◆ **Data shown**

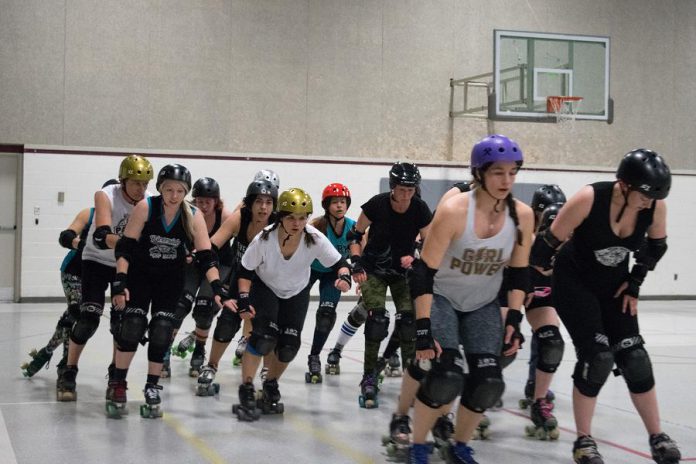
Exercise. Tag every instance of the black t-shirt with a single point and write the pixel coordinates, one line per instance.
(392, 235)
(595, 252)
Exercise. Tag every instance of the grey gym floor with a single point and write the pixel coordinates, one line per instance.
(322, 423)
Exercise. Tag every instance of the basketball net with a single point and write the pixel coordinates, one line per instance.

◆ **Task to complete**
Write the listing out exactly, word for word, but omit the pictures.

◆ **Reply**
Exercise. Tag every instance of the black t-shirt with a single point and write the pixel coordinates, one line per instance.
(392, 235)
(595, 252)
Exercise. Tag every instance of the grey gym floor with a single point and write the pixel coordinates, one line per instance.
(322, 423)
Exercise. Tag every instance of the basketball net with a single point and write the pixel coordinates, one line per instance.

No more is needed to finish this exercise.